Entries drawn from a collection
****************************************

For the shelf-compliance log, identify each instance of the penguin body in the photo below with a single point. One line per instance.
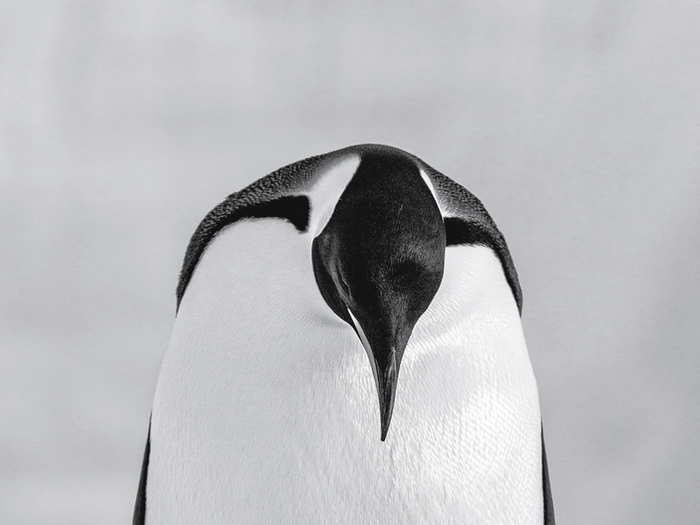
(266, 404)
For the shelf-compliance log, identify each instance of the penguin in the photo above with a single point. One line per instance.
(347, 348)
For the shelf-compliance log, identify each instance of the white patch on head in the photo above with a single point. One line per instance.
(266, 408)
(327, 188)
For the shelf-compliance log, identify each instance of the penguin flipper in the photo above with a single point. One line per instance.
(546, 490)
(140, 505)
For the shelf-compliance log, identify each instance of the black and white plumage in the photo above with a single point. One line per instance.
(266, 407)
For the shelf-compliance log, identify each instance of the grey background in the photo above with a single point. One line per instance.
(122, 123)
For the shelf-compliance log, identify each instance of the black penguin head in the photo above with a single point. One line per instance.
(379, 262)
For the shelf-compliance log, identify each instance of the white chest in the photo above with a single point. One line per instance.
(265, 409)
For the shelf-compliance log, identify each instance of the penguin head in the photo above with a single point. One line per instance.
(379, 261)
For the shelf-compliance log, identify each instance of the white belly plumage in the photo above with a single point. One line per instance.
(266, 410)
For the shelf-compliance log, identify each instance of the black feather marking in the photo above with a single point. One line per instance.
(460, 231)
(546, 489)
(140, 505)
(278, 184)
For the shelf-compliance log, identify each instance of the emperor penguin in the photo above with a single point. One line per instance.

****************************************

* **WHAT TO DO**:
Retype all of the items above character for character, and leave the pictures out of your answer.

* **WORKED ANSWER**:
For the shelf-compliance log, identify each instance of the penguin body in the photo below with a single point. One line per instance.
(266, 404)
For the shelf-compliance log, identify each instance of the penguin in the photo above with a single point. One line per instance.
(347, 348)
For the shelf-compliance log, identify each instance of the white patch on head in the photo above with a single point. One line per instance.
(266, 408)
(327, 188)
For the shelf-compliance log, identify each instance of the penguin flipper in the photo above with a single point. One line per instance.
(546, 490)
(140, 505)
For the shelf-compliance log, identify each instance of the black and white plumage in the photo above with a single point. One line per instance.
(266, 407)
For the shelf-compliance log, identify each instance of the grey background in the photo above with a single point. One line per instance.
(122, 123)
For the shelf-compliance log, identify each instance of the black penguin head in the photo above with a single point. One line per instance.
(379, 262)
For the shelf-compliance log, identify each instance of the white chest in the photo above with a single point. One line per instance.
(265, 409)
For the shelf-compliance log, identify each instance of the penguin head in the photo above with a single point. One line per instance.
(379, 261)
For the shelf-compliance log, identify each instance of the white belly plumage in the photo above with a single point. One line per instance.
(266, 410)
For the shelf-compliance log, identify each instance of the black feather marking in the photo above with a single point. One line per instance.
(460, 231)
(546, 489)
(140, 505)
(278, 184)
For the shelf-compliance log, identify each instance of the emperor penguin in the photo above with a single point. One line per instance.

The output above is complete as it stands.